■ **Trecho**
06
de maio de 2012 | N° 17061
O CÓDIGO
DAVID | DAVID COIMBRA
O solteiro
George
Clooney é um homem solteiro. Completa 51 anos neste domingo, e é solteiro. Merece
homenagem. A começar porque George é solteiro por opção. Não que seja difícil
casar. Olhe em volta.
Os
seres humanos menos “desejáveis” estão casados. O zelador do seu prédio que
anda sempre de regata é casado, os azuizinhos multadores são casados, os
especialistas em endomarketing são casados, os donos de pitbulls são casados.
Quando
vejo um dos tantos casados repugnantes que andam sobre o chão e sob o sol, fico
pensando em sua mulher. Ele caminha por Brasília com o pescoço amarrado numa
gravata, ele lambe as solas dos sapatos dos nababos e logo me ocorre: esse
sujeito tem uma mulher que partilha os dias e a cama com ele e, pior, se
repimpa com ele e para ele até deu um filho que, miseravelmente, é a cara dele.

■ **Instrução a**
Segundo o trecho, quantos anos George Clooney completa neste domingo?
O trecho e as entradas não têm nenhuma relação entre si.

■ **Dados da tarefa**
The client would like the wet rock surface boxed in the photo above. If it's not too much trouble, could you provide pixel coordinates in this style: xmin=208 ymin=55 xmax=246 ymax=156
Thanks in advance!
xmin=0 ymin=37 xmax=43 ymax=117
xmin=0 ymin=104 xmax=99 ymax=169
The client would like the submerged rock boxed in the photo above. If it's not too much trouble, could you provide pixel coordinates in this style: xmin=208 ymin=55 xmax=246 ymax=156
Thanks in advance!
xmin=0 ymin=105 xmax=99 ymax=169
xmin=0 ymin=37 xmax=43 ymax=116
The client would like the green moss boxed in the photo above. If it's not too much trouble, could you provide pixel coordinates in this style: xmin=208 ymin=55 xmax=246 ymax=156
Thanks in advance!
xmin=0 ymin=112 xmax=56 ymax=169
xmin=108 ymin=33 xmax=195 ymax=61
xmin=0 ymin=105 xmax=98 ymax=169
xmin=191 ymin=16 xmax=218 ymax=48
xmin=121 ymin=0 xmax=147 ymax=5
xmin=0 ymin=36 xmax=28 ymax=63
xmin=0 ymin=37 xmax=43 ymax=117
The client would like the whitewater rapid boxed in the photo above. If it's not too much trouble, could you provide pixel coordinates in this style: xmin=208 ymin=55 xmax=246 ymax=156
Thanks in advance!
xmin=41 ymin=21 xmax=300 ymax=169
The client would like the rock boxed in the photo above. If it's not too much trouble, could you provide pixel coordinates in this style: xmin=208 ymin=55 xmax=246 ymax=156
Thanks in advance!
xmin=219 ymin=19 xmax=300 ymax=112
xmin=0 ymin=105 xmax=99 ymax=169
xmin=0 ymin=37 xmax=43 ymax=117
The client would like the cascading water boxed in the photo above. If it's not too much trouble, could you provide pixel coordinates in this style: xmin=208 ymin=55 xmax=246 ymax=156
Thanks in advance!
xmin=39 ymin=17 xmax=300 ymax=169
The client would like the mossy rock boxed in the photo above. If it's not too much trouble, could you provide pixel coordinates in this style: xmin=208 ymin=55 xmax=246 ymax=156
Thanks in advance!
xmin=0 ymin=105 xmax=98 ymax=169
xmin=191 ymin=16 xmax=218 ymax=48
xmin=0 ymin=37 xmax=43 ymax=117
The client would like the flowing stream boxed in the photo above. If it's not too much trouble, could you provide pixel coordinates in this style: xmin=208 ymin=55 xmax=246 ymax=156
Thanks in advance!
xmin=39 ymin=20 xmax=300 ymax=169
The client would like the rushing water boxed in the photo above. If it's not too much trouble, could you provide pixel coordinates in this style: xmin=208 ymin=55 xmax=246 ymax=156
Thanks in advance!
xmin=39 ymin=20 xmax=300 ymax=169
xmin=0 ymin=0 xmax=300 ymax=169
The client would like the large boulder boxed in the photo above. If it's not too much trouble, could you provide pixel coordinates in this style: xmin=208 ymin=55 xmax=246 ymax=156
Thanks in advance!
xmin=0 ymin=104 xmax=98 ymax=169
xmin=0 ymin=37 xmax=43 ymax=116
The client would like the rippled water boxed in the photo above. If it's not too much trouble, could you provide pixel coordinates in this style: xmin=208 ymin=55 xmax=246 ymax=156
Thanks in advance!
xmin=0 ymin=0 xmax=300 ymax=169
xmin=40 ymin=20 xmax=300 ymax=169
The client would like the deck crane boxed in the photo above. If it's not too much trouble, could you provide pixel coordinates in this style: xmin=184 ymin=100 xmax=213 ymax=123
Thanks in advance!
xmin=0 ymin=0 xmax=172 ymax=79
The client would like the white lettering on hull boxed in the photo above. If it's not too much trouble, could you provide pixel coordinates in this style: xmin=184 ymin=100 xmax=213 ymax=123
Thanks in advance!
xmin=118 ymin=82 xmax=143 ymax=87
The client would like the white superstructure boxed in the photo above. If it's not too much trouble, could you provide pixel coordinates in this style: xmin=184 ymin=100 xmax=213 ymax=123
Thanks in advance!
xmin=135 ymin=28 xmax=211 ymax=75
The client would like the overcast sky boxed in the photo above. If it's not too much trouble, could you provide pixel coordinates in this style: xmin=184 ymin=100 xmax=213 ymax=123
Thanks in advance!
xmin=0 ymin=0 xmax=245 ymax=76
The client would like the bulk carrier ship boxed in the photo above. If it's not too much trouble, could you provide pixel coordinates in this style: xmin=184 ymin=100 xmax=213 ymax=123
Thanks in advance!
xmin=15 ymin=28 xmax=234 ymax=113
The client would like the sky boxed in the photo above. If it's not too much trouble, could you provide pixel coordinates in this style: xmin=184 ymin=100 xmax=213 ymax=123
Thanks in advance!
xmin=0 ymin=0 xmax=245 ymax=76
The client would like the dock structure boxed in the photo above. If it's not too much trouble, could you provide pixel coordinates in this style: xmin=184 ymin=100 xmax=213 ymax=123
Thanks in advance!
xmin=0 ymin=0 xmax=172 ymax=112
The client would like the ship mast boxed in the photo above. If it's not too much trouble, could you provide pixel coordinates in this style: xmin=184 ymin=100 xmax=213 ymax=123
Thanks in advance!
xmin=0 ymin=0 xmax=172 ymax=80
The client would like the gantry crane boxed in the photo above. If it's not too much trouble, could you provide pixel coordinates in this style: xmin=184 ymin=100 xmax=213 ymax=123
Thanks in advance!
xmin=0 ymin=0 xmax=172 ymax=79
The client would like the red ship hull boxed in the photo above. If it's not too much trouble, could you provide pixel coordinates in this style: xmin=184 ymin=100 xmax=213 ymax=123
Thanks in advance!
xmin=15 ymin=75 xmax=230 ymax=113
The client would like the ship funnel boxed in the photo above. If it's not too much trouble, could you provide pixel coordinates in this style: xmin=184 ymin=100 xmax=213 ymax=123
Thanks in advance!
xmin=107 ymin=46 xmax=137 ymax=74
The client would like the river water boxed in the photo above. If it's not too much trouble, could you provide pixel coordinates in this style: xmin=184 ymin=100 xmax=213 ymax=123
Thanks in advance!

■ **Instrução b**
Nas entradas, troque "boulder" por "stone" a partir da linha com "The client would like the large" até a linha com "xmin=118 ymin=82 xmax=143 ymax=87", ambas incluídas. Reescreva somente essas linhas, sem outra alteração.

■ **Resposta escrita a**
51 anos.

■ **Resposta escrita b**
The client would like the large stone boxed in the photo above. If it's not too much trouble, could you provide pixel coordinates in this style: xmin=208 ymin=55 xmax=246 ymax=156
Thanks in advance!
xmin=0 ymin=104 xmax=98 ymax=169
xmin=0 ymin=37 xmax=43 ymax=116
The client would like the rippled water boxed in the photo above. If it's not too much trouble, could you provide pixel coordinates in this style: xmin=208 ymin=55 xmax=246 ymax=156
Thanks in advance!
xmin=0 ymin=0 xmax=300 ymax=169
xmin=40 ymin=20 xmax=300 ymax=169
The client would like the deck crane boxed in the photo above. If it's not too much trouble, could you provide pixel coordinates in this style: xmin=184 ymin=100 xmax=213 ymax=123
Thanks in advance!
xmin=0 ymin=0 xmax=172 ymax=79
The client would like the white lettering on hull boxed in the photo above. If it's not too much trouble, could you provide pixel coordinates in this style: xmin=184 ymin=100 xmax=213 ymax=123
Thanks in advance!
xmin=118 ymin=82 xmax=143 ymax=87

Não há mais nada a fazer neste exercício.